__PROBLEM TO SOLVE__:
Each line of the data must be set down again without a single difference.

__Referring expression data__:

○ ○ ○ ○ ○ ○ ○

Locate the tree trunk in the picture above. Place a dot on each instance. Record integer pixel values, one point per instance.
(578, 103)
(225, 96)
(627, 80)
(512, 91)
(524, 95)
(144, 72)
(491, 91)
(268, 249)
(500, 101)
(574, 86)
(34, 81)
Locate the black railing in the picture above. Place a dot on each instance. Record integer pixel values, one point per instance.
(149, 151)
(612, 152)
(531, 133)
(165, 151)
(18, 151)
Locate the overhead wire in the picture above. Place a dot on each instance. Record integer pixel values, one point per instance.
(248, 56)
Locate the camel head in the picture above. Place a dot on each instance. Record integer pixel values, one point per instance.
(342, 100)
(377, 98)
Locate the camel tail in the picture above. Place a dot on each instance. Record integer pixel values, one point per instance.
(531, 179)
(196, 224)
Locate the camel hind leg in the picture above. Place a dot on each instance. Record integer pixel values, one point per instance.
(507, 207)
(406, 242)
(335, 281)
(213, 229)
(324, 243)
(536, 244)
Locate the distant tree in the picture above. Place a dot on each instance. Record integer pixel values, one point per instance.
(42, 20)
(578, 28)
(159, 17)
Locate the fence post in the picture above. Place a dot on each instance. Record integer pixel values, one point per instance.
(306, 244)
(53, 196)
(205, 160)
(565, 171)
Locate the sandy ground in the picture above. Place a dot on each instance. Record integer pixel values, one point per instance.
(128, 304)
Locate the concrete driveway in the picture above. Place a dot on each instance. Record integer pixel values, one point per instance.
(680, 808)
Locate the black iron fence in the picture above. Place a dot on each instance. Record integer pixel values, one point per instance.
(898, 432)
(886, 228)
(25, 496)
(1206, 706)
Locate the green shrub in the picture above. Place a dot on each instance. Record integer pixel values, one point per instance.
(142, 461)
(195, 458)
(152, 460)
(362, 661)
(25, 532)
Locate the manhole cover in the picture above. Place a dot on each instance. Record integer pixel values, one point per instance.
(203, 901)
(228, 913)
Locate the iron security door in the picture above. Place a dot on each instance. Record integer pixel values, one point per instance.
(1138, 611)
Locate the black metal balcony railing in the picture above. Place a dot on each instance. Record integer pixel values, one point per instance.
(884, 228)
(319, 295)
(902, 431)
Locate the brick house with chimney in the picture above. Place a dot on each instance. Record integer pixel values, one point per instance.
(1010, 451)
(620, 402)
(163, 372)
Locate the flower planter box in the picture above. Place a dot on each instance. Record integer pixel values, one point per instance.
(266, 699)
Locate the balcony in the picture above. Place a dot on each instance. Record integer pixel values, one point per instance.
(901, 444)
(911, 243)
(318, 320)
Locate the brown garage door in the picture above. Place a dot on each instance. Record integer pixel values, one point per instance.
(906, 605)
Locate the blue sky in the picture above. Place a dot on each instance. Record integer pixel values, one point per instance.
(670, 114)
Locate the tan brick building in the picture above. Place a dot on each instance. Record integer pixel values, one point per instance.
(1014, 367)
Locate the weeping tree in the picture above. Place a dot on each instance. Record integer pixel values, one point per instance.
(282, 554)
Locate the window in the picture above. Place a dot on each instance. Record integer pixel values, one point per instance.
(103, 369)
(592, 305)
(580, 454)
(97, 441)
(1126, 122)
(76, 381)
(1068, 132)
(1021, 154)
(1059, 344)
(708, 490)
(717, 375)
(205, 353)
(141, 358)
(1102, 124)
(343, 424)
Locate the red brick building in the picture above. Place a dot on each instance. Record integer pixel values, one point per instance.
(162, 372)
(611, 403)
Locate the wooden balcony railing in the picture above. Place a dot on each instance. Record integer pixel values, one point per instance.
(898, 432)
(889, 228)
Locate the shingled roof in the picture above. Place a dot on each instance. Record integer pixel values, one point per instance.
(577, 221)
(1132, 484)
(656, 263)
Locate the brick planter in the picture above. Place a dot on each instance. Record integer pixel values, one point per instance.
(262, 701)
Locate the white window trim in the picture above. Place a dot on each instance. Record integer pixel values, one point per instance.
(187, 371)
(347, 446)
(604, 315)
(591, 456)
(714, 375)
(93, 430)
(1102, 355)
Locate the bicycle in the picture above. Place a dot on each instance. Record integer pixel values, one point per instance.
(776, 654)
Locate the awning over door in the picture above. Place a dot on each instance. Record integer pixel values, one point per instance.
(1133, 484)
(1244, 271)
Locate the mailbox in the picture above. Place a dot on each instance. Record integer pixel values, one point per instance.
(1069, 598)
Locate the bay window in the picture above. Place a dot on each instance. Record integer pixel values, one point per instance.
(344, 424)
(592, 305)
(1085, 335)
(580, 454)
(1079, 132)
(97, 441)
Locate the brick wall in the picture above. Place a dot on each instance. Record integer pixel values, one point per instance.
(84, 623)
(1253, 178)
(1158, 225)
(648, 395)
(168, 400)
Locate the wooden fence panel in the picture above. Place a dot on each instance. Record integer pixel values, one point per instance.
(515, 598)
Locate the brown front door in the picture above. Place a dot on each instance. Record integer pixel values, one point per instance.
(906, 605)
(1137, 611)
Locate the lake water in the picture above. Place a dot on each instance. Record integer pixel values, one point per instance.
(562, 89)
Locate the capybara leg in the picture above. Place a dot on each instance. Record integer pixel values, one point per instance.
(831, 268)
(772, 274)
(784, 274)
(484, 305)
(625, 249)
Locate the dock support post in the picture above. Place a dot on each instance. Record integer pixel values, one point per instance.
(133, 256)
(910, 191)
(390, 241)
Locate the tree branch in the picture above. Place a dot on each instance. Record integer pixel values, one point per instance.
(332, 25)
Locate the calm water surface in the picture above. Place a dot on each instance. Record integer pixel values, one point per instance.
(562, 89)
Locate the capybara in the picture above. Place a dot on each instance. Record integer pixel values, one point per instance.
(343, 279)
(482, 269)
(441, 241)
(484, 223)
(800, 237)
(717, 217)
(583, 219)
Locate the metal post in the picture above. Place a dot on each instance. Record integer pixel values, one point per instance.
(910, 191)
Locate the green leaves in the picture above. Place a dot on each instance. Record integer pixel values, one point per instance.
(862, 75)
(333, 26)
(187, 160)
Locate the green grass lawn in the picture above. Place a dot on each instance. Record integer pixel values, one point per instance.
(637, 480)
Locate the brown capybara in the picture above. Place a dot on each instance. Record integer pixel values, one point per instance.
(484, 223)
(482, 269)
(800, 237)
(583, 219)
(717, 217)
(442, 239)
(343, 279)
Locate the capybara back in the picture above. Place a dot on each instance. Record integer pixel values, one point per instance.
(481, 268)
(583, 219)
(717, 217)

○ ○ ○ ○ ○ ○ ○

__ANSWER BELOW__:
Locate the tree trunk in the picture above. Place a dot on each instance. Record integer pixel values, one point per instance.
(578, 103)
(225, 96)
(627, 80)
(512, 91)
(524, 95)
(144, 72)
(491, 91)
(268, 249)
(500, 101)
(574, 86)
(34, 81)
Locate the black railing in the picture above. Place a dot on each instance. Record integer pixel values, one point per instance.
(149, 151)
(612, 152)
(531, 133)
(165, 151)
(18, 151)
Locate the overhead wire in the picture above. Place a dot on each instance. Record integer pixel values, one point per instance.
(248, 56)
Locate the camel head in the picture above. Place a dot on each instance. Record integer pixel values, one point per instance.
(342, 100)
(377, 98)
Locate the camel tail in the picture above. Place a dot on each instance. Record integer pixel values, one point per instance.
(531, 179)
(196, 224)
Locate the camel hind leg in the picture above. Place a dot on each instance. Record integer pixel values, one point per instance.
(507, 207)
(406, 242)
(335, 281)
(213, 229)
(324, 243)
(536, 244)
Locate the distant tree in the picture above. Place a dot on each instance. Record integer pixel values, one point per instance.
(42, 20)
(578, 28)
(159, 17)
Locate the fence post in the picture above. Place a dot on each instance. Record integer pixel values, one point per instance.
(306, 244)
(53, 196)
(205, 160)
(565, 171)
Locate the sandy ground in the picture above. Place a dot on each instance. Record integer pixel values, one point per instance.
(128, 304)
Locate the concrete driveway in the picture above. Place a dot on each instance. Record integer pixel values, one point per instance.
(680, 808)
Locate the black iron fence in the picture above. Place a dot on each instance. Record integer pixel values, one point per instance.
(898, 432)
(886, 228)
(25, 496)
(1206, 706)
Locate the green shrub in the picture above. Place a dot on each instance. Record integer pixel values, one point per instance.
(142, 461)
(195, 458)
(152, 460)
(362, 661)
(25, 532)
Locate the manhole cover in the picture above. Place a dot on each instance. Record integer pixel values, one point per instance.
(203, 901)
(228, 913)
Locate the iron security door in the picture above. Place a dot on each instance. Record integer pixel values, one point per instance.
(1138, 611)
Locate the black metal balcony railing in the picture above. Place a dot on each instance. Record integer pixel values, one point per instance.
(884, 228)
(319, 295)
(902, 431)
Locate the brick house with chimney in the picture above. Place a dot on each instance. Record integer pixel values, one point per instance.
(1010, 451)
(620, 402)
(163, 372)
Locate the flower planter box in the picture above. Place a dot on each instance. Record integer pixel values, one point per instance.
(266, 699)
Locate the balcony in the picture above. Place a dot on each instance. Record integer pixel values, one point per instance.
(901, 444)
(911, 243)
(318, 320)
Locate the brown garage door in the picture above. Place a dot on each instance. Record integer pixel values, one point per instance.
(906, 605)
Locate the blue sky in the picture above. Place a dot on each instance. Record integer pixel values, one point per instance.
(670, 114)
Locate the tan brick building in the picture above. Place a dot on each instance. Record integer pixel values, one point per instance.
(1014, 367)
Locate the weeping tree in the picture above. Place a dot on each instance. Record integer pixel values, one point per instance.
(282, 554)
Locate the window in the picture above. Place a dot on each instance. Record integer pixel values, one point per instance.
(103, 369)
(592, 305)
(580, 454)
(97, 441)
(1126, 122)
(76, 381)
(1068, 132)
(1021, 154)
(1059, 344)
(708, 490)
(717, 375)
(205, 353)
(141, 358)
(1102, 124)
(343, 424)
Locate the red brick building in the picture above. Place a dot on each instance. Record integer pixel values, one point per instance.
(162, 372)
(611, 403)
Locate the wooden balcony railing in the picture above. Place a dot on each instance. Record integer pixel values, one point per instance.
(898, 432)
(889, 228)
Locate the shingled roof in the picture above. Place a dot on each instance. Record integer pixel values, one point per instance.
(577, 221)
(1132, 484)
(656, 263)
Locate the brick planter in the picture above. Place a dot on each instance. Record integer pixel values, one point per instance.
(262, 701)
Locate the white window trim in the picture above. Place a dot on each instance. Record integer pixel values, one point per instance.
(187, 371)
(347, 446)
(604, 315)
(591, 456)
(714, 375)
(93, 430)
(1102, 355)
Locate the bicycle in the picture above. Place a dot on each instance. Record integer pixel values, one point per instance.
(776, 654)
Locate the awning over door in the picture above. Place a dot on each instance. Record integer pixel values, one point per instance.
(1133, 484)
(1244, 271)
Locate the mailbox in the picture above. Place a dot on each instance. Record integer pixel values, one point per instance.
(1069, 598)
Locate the bay window in the picture above. Place a dot on each instance. Record integer pixel values, one point per instance.
(344, 424)
(592, 305)
(1085, 335)
(580, 454)
(1079, 132)
(97, 441)
Locate the brick wall in the picture above. Place a dot on each instance. Record integer pixel values, one point per instance.
(84, 623)
(1253, 178)
(1158, 225)
(648, 395)
(168, 400)
Locate the wooden fence panel in the picture above. Place a dot on each instance. Record integer pixel values, one point per instance.
(515, 598)
Locate the brown front door in the picture above. Place a dot on each instance. Record integer pixel values, one point per instance.
(906, 605)
(1137, 611)
Locate the lake water in the picture above. Place a dot on each instance. Record integer pixel values, one point per instance.
(562, 89)
Locate the capybara leg in the picture above. Place a dot on each instance. Record integer pixel values, one point per instance.
(831, 268)
(772, 274)
(784, 274)
(484, 305)
(625, 249)
Locate the dock support post in the picture above. Place a dot on each instance. Record integer pixel values, one point per instance.
(133, 256)
(910, 191)
(390, 241)
Locate the tree branch in the picture above. Place a dot on each instance. Record integer pixel values, one point per instance.
(332, 25)
Locate the calm water surface in the picture above. Place a dot on each instance. Record integer pixel values, one point per instance.
(562, 89)
Locate the capybara in the picture above. Place a dot on each instance. Record integer pixel values, one point per instance.
(343, 279)
(482, 269)
(441, 241)
(484, 223)
(800, 237)
(717, 217)
(583, 219)
Locate the metal post in the picture above. Place a dot on each instance. Record integer pixel values, one point per instance.
(910, 191)
Locate the green leaves in the picture above. Place a dot on each instance. Record integer pixel values, one point per instance.
(862, 75)
(333, 26)
(187, 160)
Locate the green grass lawn in the picture above. Place a dot on each instance. Record integer pixel values, one point per instance.
(637, 480)
Locate the brown capybara in the picture above. Place a dot on each instance. Record integer pixel values, one point per instance.
(484, 223)
(482, 269)
(800, 237)
(583, 219)
(717, 217)
(442, 239)
(343, 279)
Locate the capybara back in the picture above. Place a dot on each instance. Record integer pixel values, one point per instance.
(481, 268)
(583, 219)
(717, 217)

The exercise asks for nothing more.